Object location annotation data:
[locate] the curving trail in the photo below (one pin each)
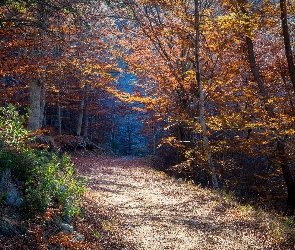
(158, 212)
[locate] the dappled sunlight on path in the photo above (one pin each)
(159, 212)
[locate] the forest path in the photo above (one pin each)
(158, 212)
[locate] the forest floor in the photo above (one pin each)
(150, 210)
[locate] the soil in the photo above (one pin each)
(160, 212)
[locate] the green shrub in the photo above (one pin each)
(45, 180)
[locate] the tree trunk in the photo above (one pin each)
(202, 118)
(81, 112)
(85, 116)
(287, 41)
(35, 95)
(42, 106)
(289, 181)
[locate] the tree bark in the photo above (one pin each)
(287, 41)
(202, 118)
(281, 155)
(35, 95)
(42, 106)
(81, 113)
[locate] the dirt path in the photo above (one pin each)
(159, 212)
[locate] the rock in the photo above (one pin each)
(5, 180)
(66, 228)
(79, 237)
(7, 227)
(13, 197)
(8, 190)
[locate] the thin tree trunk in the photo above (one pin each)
(287, 41)
(86, 115)
(42, 106)
(202, 118)
(289, 181)
(81, 113)
(35, 95)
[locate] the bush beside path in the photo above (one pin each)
(158, 212)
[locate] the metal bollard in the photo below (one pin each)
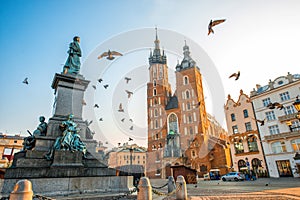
(181, 192)
(145, 189)
(22, 191)
(171, 184)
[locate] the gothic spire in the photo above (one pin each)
(156, 56)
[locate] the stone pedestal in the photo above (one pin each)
(68, 172)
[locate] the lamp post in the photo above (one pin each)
(130, 150)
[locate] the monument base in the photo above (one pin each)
(68, 173)
(74, 185)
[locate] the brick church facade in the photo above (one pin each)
(177, 122)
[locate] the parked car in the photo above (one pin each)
(236, 176)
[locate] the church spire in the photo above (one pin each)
(156, 56)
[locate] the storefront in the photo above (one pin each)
(284, 168)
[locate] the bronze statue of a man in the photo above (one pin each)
(29, 142)
(72, 65)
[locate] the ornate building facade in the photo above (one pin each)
(176, 120)
(280, 134)
(246, 150)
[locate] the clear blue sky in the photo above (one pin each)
(259, 38)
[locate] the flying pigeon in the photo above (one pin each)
(88, 123)
(25, 81)
(236, 75)
(197, 104)
(127, 79)
(275, 105)
(262, 122)
(121, 108)
(110, 55)
(129, 93)
(214, 23)
(100, 80)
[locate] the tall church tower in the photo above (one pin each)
(189, 91)
(158, 94)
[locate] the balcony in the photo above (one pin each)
(282, 135)
(287, 117)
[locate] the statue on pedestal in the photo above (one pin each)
(70, 139)
(29, 142)
(72, 65)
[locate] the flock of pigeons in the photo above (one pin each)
(110, 55)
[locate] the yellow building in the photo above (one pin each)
(9, 145)
(127, 155)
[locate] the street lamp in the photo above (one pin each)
(130, 150)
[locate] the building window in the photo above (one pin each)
(155, 113)
(235, 129)
(154, 72)
(186, 80)
(248, 126)
(252, 143)
(190, 119)
(156, 124)
(273, 129)
(278, 147)
(154, 92)
(193, 154)
(295, 124)
(238, 145)
(191, 130)
(284, 96)
(232, 117)
(187, 94)
(296, 144)
(266, 102)
(270, 115)
(188, 106)
(245, 113)
(160, 72)
(289, 110)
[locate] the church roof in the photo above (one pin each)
(173, 103)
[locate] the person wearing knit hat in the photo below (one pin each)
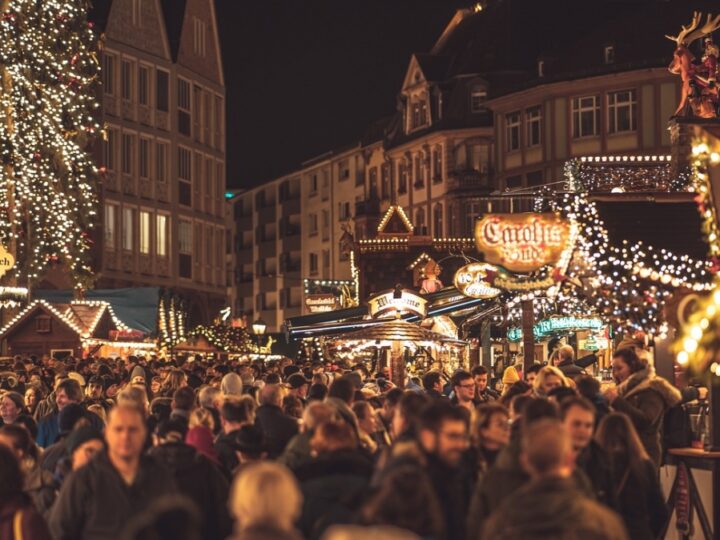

**Exercise goal**
Transcribe all of the entries word for word, but skip any pictures they contain.

**The solution**
[locate] the curving trail in the photo below (one pin each)
(158, 212)
[locate] the dappled sunlight on path in the photo above (one pin each)
(159, 212)
[locate] the forest path in the photo above (one pin each)
(158, 212)
[locate] the forest floor in the photo above (one pin each)
(150, 210)
[locate] the soil in the photo above (one pin each)
(160, 212)
[locate] the green shrub in the photo above (one pin each)
(45, 180)
[locate] the tree trunk in the photo above (one pin each)
(202, 118)
(81, 112)
(85, 116)
(287, 41)
(35, 95)
(42, 106)
(289, 181)
[locate] the tree bark in the photo above (one pin each)
(287, 41)
(202, 118)
(281, 155)
(35, 95)
(42, 106)
(81, 113)
[locate] the dirt path in the photo above (one pin each)
(159, 212)
[locate] the rock in the photo above (one pin each)
(5, 180)
(66, 228)
(79, 237)
(7, 227)
(13, 197)
(8, 190)
[locate] the thin tree trunk in the photo above (one pin each)
(287, 41)
(86, 115)
(42, 106)
(202, 118)
(289, 181)
(81, 113)
(35, 95)
[locate] the bush beside path in the photo above (one pin each)
(158, 212)
[locate] the metal bollard in the photo below (one pin each)
(181, 192)
(145, 189)
(22, 191)
(171, 184)
[locate] the gothic spire in the photo above (one pin each)
(156, 56)
[locate] the stone pedestal in the photo above (one pin each)
(68, 172)
[locate] the lamp post in the photo above (one pin each)
(130, 150)
[locate] the monument base in the photo above (one pin each)
(68, 173)
(74, 185)
[locate] the brick church facade in the photo above (one pin each)
(177, 122)
[locate] the parked car in the photo above (one pin each)
(236, 176)
[locate] the church spire in the photo above (one pin each)
(156, 56)
[locate] the storefront in the photo above (one pin each)
(284, 168)
[locate] the bronze statue of a man in the photo above (one pin each)
(29, 142)
(72, 65)
[locate] the ornate building facade in the photo above (one pin each)
(176, 120)
(280, 134)
(246, 150)
[locate] the clear blue sky in the photo above (one pin each)
(259, 38)
[locate] the flying pigeon in the photo above (one pin each)
(88, 123)
(25, 81)
(236, 75)
(197, 104)
(127, 79)
(275, 105)
(262, 122)
(121, 108)
(110, 55)
(129, 93)
(214, 23)
(100, 80)
[locate] the tall church tower in the photo above (one pin each)
(189, 91)
(158, 94)
[locate] the balcony in the photo above (one pin each)
(282, 135)
(287, 117)
[locate] the statue on pedestal in the photo above (one pin each)
(70, 139)
(29, 142)
(72, 65)
[locate] the flock of pigeons in the photo above (one pin each)
(110, 55)
[locate] the yellow building in the photo above (one pin each)
(9, 145)
(127, 155)
[locate] the street lamp in the photo above (one pin each)
(130, 150)
[locate] the building window in the photo above (one pin each)
(155, 113)
(235, 129)
(154, 72)
(186, 80)
(248, 126)
(252, 143)
(190, 119)
(156, 124)
(273, 129)
(278, 147)
(154, 92)
(193, 154)
(295, 124)
(238, 145)
(191, 130)
(284, 96)
(232, 117)
(187, 94)
(296, 144)
(266, 102)
(270, 115)
(188, 106)
(245, 113)
(160, 72)
(289, 110)
[locate] the church roof in the photo above (one pin each)
(173, 103)
[locate] the person wearing knit hat in the photo below (one pin each)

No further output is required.